---------- Source data
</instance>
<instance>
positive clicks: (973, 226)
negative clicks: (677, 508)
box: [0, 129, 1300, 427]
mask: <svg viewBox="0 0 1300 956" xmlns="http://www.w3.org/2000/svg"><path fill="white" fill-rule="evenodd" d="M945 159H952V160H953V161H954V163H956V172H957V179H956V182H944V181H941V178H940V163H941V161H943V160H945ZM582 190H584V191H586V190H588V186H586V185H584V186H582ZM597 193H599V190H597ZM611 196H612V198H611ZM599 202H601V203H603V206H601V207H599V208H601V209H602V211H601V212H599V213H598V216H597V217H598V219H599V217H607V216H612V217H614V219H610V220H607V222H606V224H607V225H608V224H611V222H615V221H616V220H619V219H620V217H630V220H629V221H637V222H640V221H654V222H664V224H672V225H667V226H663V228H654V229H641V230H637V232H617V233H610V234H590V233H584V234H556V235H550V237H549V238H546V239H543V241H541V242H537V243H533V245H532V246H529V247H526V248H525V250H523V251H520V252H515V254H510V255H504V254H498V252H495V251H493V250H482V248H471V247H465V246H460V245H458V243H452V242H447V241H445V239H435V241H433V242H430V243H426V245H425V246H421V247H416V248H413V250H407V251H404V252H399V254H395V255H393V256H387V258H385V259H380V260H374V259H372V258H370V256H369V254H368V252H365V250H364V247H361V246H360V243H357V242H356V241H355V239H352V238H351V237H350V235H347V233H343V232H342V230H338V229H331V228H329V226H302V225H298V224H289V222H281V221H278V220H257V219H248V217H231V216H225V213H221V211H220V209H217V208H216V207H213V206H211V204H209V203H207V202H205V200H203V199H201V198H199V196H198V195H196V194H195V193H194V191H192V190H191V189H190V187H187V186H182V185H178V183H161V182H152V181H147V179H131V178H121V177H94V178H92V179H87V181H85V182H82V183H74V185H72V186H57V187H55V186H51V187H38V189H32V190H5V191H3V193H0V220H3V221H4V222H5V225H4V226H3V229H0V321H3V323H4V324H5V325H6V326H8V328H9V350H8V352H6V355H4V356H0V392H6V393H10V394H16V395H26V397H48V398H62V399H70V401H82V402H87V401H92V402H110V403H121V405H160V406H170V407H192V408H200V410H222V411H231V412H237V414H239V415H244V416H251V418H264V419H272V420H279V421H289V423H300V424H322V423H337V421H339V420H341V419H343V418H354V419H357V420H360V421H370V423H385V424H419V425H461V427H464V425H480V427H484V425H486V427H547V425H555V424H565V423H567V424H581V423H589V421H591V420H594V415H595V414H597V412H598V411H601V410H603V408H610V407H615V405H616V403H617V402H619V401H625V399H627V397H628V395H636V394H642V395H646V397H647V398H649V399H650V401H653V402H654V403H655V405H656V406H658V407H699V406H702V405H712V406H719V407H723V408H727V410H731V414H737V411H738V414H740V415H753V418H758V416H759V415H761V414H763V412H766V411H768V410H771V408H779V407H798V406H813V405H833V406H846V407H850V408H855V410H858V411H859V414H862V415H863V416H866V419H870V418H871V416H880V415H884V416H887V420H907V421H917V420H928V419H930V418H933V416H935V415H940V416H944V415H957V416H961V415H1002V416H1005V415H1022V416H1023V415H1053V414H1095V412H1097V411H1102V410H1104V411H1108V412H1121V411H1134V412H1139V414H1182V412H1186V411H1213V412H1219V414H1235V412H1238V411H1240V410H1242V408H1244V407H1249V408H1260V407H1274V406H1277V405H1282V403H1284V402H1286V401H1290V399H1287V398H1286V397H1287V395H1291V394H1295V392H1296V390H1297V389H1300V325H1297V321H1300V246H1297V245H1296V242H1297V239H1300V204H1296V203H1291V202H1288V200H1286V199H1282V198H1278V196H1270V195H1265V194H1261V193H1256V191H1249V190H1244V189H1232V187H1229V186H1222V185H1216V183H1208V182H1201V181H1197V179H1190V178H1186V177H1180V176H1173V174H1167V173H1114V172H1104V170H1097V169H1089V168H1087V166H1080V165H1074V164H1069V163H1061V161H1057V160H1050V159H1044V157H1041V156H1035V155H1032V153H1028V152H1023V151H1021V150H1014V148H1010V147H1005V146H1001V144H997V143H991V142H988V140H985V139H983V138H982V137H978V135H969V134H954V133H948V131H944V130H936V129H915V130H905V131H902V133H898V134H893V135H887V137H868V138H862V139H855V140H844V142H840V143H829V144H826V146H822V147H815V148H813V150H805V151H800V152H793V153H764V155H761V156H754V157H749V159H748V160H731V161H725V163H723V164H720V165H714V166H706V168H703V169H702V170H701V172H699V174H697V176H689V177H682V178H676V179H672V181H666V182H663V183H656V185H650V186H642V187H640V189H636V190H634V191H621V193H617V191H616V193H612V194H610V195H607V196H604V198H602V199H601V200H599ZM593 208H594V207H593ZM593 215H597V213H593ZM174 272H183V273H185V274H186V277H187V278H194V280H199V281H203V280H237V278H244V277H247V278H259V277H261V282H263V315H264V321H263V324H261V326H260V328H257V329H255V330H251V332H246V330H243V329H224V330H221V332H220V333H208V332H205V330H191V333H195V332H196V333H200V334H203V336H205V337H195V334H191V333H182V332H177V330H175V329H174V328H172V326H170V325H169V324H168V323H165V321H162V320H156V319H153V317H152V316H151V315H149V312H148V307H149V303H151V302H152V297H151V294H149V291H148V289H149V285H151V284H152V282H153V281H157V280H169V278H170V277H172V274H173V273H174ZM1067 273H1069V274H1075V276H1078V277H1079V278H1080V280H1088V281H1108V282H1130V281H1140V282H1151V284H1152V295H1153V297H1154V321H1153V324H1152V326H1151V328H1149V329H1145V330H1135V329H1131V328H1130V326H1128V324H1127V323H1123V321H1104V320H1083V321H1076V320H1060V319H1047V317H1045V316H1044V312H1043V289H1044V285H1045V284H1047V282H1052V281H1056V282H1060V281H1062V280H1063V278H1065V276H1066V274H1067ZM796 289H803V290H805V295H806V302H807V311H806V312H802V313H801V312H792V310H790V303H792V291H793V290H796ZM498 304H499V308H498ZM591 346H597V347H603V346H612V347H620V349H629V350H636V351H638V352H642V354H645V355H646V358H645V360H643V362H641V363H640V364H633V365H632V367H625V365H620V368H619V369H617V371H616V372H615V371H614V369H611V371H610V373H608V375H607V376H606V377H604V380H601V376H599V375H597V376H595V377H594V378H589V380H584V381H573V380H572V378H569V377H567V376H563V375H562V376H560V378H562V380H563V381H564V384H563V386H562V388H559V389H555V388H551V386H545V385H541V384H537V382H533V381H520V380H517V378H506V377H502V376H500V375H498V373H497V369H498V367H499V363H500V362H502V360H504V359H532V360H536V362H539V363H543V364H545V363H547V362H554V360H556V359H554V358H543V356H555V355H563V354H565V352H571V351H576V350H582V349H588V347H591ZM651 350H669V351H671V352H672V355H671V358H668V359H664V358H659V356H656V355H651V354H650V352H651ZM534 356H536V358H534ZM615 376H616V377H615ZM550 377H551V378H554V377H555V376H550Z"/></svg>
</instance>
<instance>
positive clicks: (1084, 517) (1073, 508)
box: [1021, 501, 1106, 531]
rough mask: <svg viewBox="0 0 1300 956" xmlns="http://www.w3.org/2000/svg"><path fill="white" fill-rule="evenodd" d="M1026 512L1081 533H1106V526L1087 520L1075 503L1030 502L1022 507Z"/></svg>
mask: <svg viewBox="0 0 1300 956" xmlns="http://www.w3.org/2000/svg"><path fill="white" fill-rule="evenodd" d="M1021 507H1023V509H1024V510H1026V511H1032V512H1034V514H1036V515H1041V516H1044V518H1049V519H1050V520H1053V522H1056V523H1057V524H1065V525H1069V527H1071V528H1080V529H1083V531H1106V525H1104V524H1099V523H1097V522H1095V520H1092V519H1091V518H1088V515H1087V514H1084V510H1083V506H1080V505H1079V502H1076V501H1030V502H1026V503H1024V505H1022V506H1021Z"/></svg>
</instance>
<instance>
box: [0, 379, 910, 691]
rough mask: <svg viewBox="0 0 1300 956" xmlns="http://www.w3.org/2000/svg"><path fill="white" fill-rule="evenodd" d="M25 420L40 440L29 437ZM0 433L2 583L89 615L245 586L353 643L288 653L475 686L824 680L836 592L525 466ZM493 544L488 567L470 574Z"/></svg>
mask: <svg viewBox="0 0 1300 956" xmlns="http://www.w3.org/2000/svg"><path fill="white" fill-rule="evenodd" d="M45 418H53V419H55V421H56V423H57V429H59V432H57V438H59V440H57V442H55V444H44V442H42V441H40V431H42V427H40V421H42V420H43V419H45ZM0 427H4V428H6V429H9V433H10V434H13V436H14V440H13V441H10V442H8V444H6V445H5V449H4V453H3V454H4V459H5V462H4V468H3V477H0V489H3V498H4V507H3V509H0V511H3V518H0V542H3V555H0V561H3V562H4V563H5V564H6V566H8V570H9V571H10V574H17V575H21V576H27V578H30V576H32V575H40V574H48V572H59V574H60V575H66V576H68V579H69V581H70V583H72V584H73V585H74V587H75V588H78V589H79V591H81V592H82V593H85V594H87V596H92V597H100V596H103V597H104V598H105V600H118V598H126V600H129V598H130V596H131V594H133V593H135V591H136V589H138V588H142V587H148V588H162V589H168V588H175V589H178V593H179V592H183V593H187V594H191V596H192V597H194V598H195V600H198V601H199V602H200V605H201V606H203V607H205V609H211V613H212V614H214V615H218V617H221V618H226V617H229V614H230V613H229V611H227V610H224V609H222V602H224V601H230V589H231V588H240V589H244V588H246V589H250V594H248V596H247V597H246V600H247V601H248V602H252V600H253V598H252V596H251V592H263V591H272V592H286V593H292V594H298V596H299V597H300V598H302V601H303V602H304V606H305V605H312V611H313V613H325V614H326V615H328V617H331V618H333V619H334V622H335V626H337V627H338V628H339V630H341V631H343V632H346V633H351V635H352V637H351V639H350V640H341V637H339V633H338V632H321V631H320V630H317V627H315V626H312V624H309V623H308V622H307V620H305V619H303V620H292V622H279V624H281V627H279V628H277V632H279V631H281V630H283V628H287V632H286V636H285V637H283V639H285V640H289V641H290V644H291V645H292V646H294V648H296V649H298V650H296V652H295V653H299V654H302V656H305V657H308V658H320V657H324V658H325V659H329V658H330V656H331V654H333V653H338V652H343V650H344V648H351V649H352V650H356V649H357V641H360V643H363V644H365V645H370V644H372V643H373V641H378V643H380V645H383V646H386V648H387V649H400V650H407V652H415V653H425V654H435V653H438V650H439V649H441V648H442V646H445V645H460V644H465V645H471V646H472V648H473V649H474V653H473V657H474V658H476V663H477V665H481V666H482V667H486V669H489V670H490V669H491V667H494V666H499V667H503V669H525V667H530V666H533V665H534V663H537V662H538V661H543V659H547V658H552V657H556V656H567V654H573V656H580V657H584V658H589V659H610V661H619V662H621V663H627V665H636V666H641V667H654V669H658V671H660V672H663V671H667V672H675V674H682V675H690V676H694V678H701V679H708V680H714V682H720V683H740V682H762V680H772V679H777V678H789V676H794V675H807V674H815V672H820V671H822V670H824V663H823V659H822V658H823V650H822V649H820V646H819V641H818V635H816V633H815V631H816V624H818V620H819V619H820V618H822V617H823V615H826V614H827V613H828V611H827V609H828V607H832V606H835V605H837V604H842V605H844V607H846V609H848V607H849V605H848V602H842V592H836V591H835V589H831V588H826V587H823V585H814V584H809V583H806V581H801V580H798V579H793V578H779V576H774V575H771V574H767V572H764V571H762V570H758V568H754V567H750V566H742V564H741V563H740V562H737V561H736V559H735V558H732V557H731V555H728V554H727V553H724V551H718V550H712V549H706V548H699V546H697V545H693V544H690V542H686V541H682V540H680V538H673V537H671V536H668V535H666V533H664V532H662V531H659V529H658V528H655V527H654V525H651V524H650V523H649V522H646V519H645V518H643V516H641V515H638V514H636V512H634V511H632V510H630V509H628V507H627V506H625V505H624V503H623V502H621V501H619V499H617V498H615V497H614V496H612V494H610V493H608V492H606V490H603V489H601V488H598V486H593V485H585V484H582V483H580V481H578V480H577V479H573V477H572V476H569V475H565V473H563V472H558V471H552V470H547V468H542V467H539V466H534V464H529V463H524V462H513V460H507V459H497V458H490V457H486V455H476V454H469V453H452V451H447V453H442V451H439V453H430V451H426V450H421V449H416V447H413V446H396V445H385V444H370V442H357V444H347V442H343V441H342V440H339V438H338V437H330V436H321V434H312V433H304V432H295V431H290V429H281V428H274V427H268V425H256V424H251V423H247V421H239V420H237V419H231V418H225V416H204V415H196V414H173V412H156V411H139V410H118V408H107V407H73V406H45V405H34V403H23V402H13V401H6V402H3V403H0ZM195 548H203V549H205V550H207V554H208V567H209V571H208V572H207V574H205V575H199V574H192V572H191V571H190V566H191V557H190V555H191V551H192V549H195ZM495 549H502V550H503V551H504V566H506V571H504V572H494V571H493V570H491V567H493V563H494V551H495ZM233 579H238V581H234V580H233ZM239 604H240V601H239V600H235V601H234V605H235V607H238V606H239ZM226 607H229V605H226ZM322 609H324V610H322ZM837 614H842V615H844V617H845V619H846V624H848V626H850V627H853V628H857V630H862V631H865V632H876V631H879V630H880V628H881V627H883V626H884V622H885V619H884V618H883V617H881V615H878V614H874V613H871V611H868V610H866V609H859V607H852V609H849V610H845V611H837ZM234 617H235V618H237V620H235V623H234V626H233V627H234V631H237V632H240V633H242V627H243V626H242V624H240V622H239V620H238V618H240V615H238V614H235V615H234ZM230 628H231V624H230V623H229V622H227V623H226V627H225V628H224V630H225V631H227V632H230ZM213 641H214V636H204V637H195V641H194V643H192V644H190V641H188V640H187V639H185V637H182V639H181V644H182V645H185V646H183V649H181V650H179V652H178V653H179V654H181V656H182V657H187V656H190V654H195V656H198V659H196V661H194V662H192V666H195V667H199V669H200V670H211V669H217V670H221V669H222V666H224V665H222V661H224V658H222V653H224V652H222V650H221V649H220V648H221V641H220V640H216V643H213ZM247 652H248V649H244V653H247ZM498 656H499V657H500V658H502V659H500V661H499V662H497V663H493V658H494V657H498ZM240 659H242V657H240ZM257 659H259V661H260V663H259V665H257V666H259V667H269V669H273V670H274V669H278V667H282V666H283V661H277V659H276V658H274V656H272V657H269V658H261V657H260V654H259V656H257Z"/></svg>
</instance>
--------------------
**How to complete this task**
Pull out every line of the records that contains the string "positive", matching case exactly.

**Solved exercise**
positive clicks: (973, 226)
positive clicks: (1084, 517) (1073, 508)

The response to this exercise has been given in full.